*Information shown*:

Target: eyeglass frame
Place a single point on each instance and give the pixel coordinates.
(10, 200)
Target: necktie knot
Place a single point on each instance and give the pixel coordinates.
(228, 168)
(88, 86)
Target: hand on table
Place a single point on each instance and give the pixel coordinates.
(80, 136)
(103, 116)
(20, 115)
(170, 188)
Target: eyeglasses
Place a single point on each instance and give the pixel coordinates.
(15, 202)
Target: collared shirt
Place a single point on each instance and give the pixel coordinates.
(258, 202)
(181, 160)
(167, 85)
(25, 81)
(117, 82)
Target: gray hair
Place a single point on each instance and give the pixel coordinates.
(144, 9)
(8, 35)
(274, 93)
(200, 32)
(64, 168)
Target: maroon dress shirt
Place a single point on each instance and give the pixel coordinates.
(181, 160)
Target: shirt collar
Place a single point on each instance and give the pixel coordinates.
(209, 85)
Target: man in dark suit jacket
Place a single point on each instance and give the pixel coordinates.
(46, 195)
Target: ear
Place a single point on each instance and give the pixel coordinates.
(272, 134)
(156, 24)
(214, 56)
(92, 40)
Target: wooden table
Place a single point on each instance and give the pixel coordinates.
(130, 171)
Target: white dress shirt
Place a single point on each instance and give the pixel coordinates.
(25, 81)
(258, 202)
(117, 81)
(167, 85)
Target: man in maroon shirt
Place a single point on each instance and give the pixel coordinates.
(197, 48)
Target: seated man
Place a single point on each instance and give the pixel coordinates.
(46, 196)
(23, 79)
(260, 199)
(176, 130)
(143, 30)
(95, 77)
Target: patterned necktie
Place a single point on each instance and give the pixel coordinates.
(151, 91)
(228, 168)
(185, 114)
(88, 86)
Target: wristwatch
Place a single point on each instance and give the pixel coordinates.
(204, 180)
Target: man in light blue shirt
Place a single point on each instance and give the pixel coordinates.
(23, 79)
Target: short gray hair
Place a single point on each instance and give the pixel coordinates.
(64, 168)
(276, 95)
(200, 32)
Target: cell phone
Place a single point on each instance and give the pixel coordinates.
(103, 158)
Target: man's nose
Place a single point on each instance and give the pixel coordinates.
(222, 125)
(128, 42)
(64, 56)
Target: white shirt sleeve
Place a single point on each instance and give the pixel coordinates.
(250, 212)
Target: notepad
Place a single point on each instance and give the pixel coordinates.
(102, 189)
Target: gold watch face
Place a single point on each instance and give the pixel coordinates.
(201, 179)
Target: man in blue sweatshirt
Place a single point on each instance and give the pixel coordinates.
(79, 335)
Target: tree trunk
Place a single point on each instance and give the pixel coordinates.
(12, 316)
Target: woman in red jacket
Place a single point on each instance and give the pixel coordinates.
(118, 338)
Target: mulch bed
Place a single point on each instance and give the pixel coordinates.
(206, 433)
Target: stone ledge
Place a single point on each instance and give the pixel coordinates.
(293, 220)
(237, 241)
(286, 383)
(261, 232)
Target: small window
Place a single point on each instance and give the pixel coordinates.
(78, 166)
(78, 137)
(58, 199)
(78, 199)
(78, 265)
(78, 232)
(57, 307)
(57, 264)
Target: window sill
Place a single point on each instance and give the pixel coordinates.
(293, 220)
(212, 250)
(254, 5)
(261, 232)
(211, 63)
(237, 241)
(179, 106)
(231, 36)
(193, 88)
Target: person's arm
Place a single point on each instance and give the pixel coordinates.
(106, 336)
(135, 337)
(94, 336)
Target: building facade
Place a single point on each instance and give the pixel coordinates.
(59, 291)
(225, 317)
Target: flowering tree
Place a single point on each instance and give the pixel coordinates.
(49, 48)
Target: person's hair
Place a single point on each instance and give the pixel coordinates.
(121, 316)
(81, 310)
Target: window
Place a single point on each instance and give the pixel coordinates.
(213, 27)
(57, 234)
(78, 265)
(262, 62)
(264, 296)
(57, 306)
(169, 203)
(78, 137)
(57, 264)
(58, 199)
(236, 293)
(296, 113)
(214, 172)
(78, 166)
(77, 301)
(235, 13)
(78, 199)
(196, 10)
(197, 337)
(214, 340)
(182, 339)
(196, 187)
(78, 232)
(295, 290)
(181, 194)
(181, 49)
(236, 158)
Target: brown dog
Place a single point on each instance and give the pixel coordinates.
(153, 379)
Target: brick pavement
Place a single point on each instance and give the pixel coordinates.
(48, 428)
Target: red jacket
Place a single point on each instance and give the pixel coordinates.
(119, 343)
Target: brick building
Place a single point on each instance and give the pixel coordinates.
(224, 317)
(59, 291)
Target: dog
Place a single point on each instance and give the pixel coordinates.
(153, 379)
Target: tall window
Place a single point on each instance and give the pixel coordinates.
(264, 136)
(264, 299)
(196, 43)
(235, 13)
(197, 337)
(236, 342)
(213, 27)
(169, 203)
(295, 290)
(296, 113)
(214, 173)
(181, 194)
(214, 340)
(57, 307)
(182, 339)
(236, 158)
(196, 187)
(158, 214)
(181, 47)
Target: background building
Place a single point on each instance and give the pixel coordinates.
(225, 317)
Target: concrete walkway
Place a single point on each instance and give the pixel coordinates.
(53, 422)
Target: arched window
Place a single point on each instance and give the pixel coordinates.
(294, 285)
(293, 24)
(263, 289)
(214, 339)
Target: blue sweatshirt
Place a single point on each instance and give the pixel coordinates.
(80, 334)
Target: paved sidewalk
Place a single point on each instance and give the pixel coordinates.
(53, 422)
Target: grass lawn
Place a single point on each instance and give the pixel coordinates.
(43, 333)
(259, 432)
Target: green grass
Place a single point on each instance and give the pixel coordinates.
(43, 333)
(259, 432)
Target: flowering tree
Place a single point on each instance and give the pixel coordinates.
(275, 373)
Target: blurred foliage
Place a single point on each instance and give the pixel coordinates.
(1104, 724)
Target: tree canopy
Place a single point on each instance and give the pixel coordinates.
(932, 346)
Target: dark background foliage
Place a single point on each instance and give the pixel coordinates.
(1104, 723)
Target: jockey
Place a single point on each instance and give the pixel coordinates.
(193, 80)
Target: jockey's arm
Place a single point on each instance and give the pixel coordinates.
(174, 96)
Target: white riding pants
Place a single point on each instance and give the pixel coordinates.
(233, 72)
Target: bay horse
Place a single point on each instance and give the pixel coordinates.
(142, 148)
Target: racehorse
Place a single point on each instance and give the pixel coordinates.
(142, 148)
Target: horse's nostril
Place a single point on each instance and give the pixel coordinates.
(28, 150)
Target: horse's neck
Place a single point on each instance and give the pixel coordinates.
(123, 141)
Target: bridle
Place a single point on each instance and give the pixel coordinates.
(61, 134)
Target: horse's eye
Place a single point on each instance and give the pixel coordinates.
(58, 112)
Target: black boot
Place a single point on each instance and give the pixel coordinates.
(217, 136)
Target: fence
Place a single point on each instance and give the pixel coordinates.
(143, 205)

*What the task asks*:
Reproduce all of the material above word for word, keeping every line in its original order.

*Written response*:
Target: eyeglass frame
Place a single point on each instance and give the pixel coordinates.
(10, 200)
Target: necktie knot
Place a single point on each instance and give the pixel coordinates.
(228, 168)
(88, 86)
Target: hand on table
Place a single point on each instance and give the pixel coordinates.
(80, 136)
(103, 116)
(20, 115)
(170, 188)
Target: eyeglasses
Place a single point on each instance and give the pixel coordinates.
(15, 202)
Target: collared shirt
Place a single point on each instance and give the pixel coordinates.
(258, 202)
(181, 160)
(167, 85)
(25, 81)
(117, 82)
Target: gray hair
Place a single point on each instance and give the pixel coordinates.
(144, 9)
(8, 35)
(274, 93)
(200, 32)
(64, 168)
Target: maroon dress shirt
Place a single point on each instance and give the pixel coordinates.
(181, 160)
Target: shirt collar
Place a single point on each instance and give the pixel coordinates.
(209, 85)
Target: man in dark suit jacket
Place a single point on each instance and give the pixel coordinates.
(46, 195)
Target: ear
Place a single point on each instance and give the pixel coordinates.
(272, 134)
(156, 24)
(214, 56)
(92, 40)
Target: wooden table
Place a single point on each instance and give the pixel coordinates.
(130, 171)
Target: white dress shirt
Place a single point on each instance and give the pixel coordinates.
(25, 81)
(258, 202)
(117, 81)
(167, 85)
Target: man in maroon shirt
Place a single point on each instance and give the pixel coordinates.
(197, 48)
Target: seated man
Place a single point on each instance and give the pixel coordinates.
(46, 196)
(23, 79)
(260, 199)
(176, 130)
(143, 30)
(95, 77)
Target: patterned necktie
Place a single point on each instance and give the pixel coordinates.
(151, 91)
(228, 168)
(185, 114)
(88, 86)
Target: wristwatch
Place a single point on each instance and give the pixel coordinates.
(204, 180)
Target: man in light blue shirt
Place a single point on each instance and give the pixel coordinates.
(23, 79)
Target: short gray hair
Place a single point on each instance and give the pixel coordinates.
(64, 168)
(276, 95)
(200, 32)
Target: cell phone
Place a single point on each instance and give the pixel coordinates.
(103, 158)
Target: man's nose
Place a single point on each instance and give the pixel coordinates.
(222, 125)
(128, 42)
(64, 56)
Target: white shirt sleeve
Place a single point on each instance and give the pixel coordinates.
(250, 212)
Target: notepad
Place a single point on each instance and give the pixel coordinates.
(102, 189)
Target: gold watch face
Place a single point on each instance and give the pixel coordinates.
(201, 179)
Target: man in blue sweatshirt
Place a single point on each instance and give the pixel coordinates.
(79, 335)
Target: tree trunk
Place a single point on each instance and give the pixel coordinates.
(12, 316)
Target: woman in red jacket
Place a single point on each instance and give the pixel coordinates.
(118, 338)
Target: mulch bed
Place a single point on each instance and give the pixel coordinates.
(206, 433)
Target: stone ledge
Place a single point on each instance and give the pixel coordinates.
(293, 220)
(237, 241)
(286, 383)
(261, 232)
Target: small window
Place a single point on each instance and give the pixel coordinates.
(78, 166)
(78, 137)
(58, 199)
(78, 199)
(78, 265)
(78, 232)
(57, 307)
(57, 264)
Target: window sill
Place a single point on each instance and give the pixel coordinates.
(293, 220)
(212, 250)
(254, 5)
(261, 232)
(211, 63)
(237, 241)
(179, 106)
(231, 36)
(193, 88)
Target: person's arm
Place a single point on each instance and give the pixel coordinates.
(106, 336)
(135, 337)
(94, 336)
Target: building facade
Place a single point on each instance and give the pixel coordinates.
(59, 291)
(225, 317)
Target: flowering tree
Place a single point on each instance and give the pixel coordinates.
(49, 48)
Target: person's hair
Place a single point on each instance and give the pixel coordinates.
(121, 316)
(81, 310)
Target: window
Place a single point on each instance and give the pixel coordinates.
(213, 27)
(57, 234)
(78, 265)
(262, 62)
(264, 296)
(57, 306)
(169, 203)
(78, 137)
(57, 264)
(58, 199)
(236, 293)
(296, 113)
(214, 172)
(78, 166)
(77, 301)
(235, 13)
(78, 199)
(196, 10)
(197, 337)
(214, 340)
(182, 339)
(196, 187)
(78, 232)
(295, 290)
(181, 194)
(181, 49)
(236, 158)
Target: brown dog
Place a single point on each instance and give the pixel coordinates.
(153, 379)
Target: brick pavement
Place a single point on each instance and give the pixel coordinates.
(48, 428)
Target: red jacket
Place a single point on each instance and give the pixel coordinates.
(119, 343)
Target: brick building
Place a single point on each instance and give the pixel coordinates.
(224, 317)
(59, 291)
Target: dog
Place a single point on each instance and give the pixel coordinates.
(153, 379)
Target: tall window
Place a single point on each instance and give the pixel coordinates.
(264, 136)
(264, 299)
(196, 43)
(235, 13)
(197, 337)
(236, 342)
(213, 27)
(169, 203)
(295, 290)
(296, 113)
(214, 173)
(181, 194)
(214, 340)
(57, 307)
(182, 339)
(236, 158)
(196, 187)
(158, 214)
(181, 47)
Target: background building
Place a single point on each instance and give the pixel coordinates.
(225, 317)
Target: concrete walkway
Place a single point on each instance and give the pixel coordinates.
(53, 422)
Target: arched window
Place a single point on each instance and give the pixel coordinates.
(294, 285)
(293, 24)
(263, 289)
(214, 339)
Target: blue sweatshirt
Place a single point on each instance and give the pixel coordinates.
(80, 334)
Target: paved sidewalk
Place a single point on each instance and give the pixel coordinates.
(53, 422)
Target: grass lawn
Place a single point on each instance and give the pixel coordinates.
(43, 333)
(259, 432)
Target: green grass
Place a single point on each instance and give the pixel coordinates.
(43, 333)
(259, 432)
Target: flowering tree
Place a single point on each instance and give the pixel coordinates.
(275, 373)
Target: blurred foliage
Place a single point on each instance and give the pixel coordinates.
(1104, 724)
Target: tree canopy
Place a single point on each instance and give the pixel coordinates.
(932, 346)
Target: dark background foliage
Place a single point on each instance and give the pixel coordinates.
(1104, 723)
Target: jockey
Place a single point on each instance and give the pixel coordinates.
(193, 80)
Target: jockey's arm
Place a single point on each instance and give the pixel coordinates.
(174, 96)
Target: white riding pants
Place a single point on each instance and give the pixel coordinates.
(233, 72)
Target: bay horse
Place a single point on each instance and give the pixel coordinates.
(142, 148)
Target: racehorse
Place a single point on each instance and give the pixel coordinates.
(142, 148)
Target: horse's nostril
Place a single point on each instance and give the pixel coordinates.
(28, 150)
Target: horse's neck
Place a single point on each instance and give the pixel coordinates.
(123, 141)
Target: bridle
Place a single point on each instance and give the pixel coordinates.
(61, 134)
Target: horse's eye
Place a single point on each instance and give the pixel coordinates.
(58, 112)
Target: black boot
Place a single point on each instance and give the pixel coordinates.
(217, 136)
Target: fence
Place a single point on each instance and give the pixel coordinates.
(143, 205)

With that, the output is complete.